**Data entries**
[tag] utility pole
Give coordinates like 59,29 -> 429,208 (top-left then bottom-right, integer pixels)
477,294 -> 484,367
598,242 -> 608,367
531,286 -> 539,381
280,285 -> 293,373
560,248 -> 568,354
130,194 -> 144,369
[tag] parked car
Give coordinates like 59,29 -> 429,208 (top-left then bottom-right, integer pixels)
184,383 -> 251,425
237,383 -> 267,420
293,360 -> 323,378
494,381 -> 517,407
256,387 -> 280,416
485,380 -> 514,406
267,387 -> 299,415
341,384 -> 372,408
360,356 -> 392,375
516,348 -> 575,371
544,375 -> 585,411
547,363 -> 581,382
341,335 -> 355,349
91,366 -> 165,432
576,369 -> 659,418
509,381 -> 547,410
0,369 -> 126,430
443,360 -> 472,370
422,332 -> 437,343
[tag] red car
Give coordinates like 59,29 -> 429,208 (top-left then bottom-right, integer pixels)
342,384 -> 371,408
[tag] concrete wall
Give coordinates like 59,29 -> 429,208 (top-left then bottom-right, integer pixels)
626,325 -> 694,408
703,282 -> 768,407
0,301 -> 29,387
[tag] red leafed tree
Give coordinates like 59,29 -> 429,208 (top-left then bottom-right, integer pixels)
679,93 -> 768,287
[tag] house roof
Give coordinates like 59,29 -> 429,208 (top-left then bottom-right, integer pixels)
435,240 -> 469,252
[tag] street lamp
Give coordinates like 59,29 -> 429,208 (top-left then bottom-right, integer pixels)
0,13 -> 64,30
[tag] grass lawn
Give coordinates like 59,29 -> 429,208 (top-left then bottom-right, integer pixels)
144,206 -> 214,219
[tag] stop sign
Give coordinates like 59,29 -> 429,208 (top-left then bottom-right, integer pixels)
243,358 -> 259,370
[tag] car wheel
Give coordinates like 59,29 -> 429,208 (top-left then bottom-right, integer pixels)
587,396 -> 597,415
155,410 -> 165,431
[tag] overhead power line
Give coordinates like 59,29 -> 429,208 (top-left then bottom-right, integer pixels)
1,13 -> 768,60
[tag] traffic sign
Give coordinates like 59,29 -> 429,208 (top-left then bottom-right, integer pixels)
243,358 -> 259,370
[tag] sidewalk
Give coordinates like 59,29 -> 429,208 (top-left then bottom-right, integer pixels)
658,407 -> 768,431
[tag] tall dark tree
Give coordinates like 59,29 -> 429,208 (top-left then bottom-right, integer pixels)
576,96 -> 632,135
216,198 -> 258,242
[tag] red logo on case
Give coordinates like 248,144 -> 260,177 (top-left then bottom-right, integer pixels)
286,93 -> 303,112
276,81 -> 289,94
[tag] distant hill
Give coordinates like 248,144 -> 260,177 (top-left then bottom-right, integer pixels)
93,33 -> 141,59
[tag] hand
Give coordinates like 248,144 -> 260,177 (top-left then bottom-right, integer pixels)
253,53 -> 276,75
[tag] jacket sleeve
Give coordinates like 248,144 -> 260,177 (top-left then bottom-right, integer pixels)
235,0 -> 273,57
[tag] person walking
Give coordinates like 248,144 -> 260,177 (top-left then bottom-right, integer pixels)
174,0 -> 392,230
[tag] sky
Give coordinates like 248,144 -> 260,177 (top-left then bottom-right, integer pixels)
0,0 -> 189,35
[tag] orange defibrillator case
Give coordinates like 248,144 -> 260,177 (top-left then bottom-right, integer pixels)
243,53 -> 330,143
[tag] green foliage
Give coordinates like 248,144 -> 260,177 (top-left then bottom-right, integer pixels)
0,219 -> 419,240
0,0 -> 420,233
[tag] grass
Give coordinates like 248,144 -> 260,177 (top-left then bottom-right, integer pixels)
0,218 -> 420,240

**What you will do**
Reproduce all of the records above word for word, with nothing added, dropped or altered.

**Worked solution**
[tag] utility pole
Give coordinates like 59,29 -> 429,208 (top-left then bottom-right, integer pixels)
477,294 -> 484,367
598,242 -> 608,367
531,286 -> 539,381
280,285 -> 293,373
560,248 -> 568,354
130,194 -> 144,369
[tag] parked car
Give coordinates like 59,29 -> 429,208 (top-left then bottom-right, integer pixels)
184,383 -> 251,425
237,383 -> 267,420
293,360 -> 323,378
494,381 -> 517,407
256,387 -> 280,416
485,380 -> 514,406
267,387 -> 299,415
341,384 -> 372,408
360,356 -> 392,375
516,348 -> 575,371
544,375 -> 585,411
547,363 -> 581,382
341,335 -> 355,349
91,366 -> 165,432
576,369 -> 659,418
509,381 -> 547,410
0,369 -> 126,430
443,360 -> 472,370
422,332 -> 437,343
[tag] red car
Give coordinates like 59,29 -> 429,208 (top-left then bottom-right, integer pixels)
342,384 -> 371,408
[tag] concrete wall
Give coordinates like 59,29 -> 429,208 (top-left then bottom-right, integer pixels)
626,325 -> 694,408
703,282 -> 768,407
0,301 -> 29,387
[tag] red leafed tree
Give coordinates like 59,29 -> 429,208 (top-left then bottom-right, integer pixels)
679,93 -> 768,287
[tag] house roof
Give coordinates like 59,29 -> 429,208 (top-left then bottom-right, integer pixels)
435,240 -> 469,252
[tag] street lamp
Give coordinates like 59,29 -> 429,208 (top-left then bottom-right, integer pixels)
0,13 -> 64,30
[tag] grass lawn
Give coordinates like 59,29 -> 429,208 (top-left then bottom-right, integer pixels)
144,206 -> 214,219
[tag] stop sign
Give coordinates like 59,29 -> 429,208 (top-left then bottom-right, integer pixels)
243,358 -> 259,370
[tag] car wheel
Give coordinates like 59,29 -> 429,208 (top-left then bottom-right, integer pixels)
587,396 -> 597,415
155,410 -> 165,431
[tag] overhead power line
Give coordinates like 59,29 -> 429,208 (top-left then bottom-right, integer pixels)
1,13 -> 768,60
[tag] traffic sign
Give coordinates like 59,29 -> 429,208 (top-left then bottom-right, integer pixels)
243,358 -> 259,370
[tag] sidewalk
Give coordinates like 59,29 -> 429,208 (top-left then bottom-right, integer pixels)
658,407 -> 768,431
[tag] tall dark tree
Give coordinates like 59,29 -> 429,208 (top-left then bottom-right, integer pixels)
576,96 -> 632,135
216,198 -> 258,242
[tag] red logo on case
Give coordinates like 248,144 -> 260,177 (top-left then bottom-right, integer pixels)
286,93 -> 303,112
276,81 -> 289,94
[tag] distant hill
Give coordinates like 248,144 -> 260,177 (top-left then bottom-right, integer pixels)
93,33 -> 141,59
[tag] hand
Give coordinates like 248,144 -> 260,177 (top-left then bottom-right, integer pixels)
253,53 -> 276,75
[tag] jacket sleeve
Give coordinates like 248,144 -> 260,177 (top-left then bottom-right, integer pixels)
235,0 -> 273,57
[tag] person walking
Give coordinates like 248,144 -> 260,177 (top-left then bottom-right, integer pixels)
174,0 -> 392,230
[tag] sky
Give coordinates like 248,144 -> 260,177 (top-left then bottom-right, integer pixels)
0,0 -> 189,35
[tag] orange defibrillator case
Give coordinates like 248,144 -> 260,177 (top-left then bottom-right, integer pixels)
243,53 -> 330,143
[tag] green foliage
Give coordinates like 248,144 -> 260,177 (top-left then bottom-right, integer pixels)
0,219 -> 419,240
0,0 -> 420,233
[tag] grass
Give coordinates like 248,144 -> 260,177 (top-left then bottom-right, integer pixels)
0,218 -> 420,240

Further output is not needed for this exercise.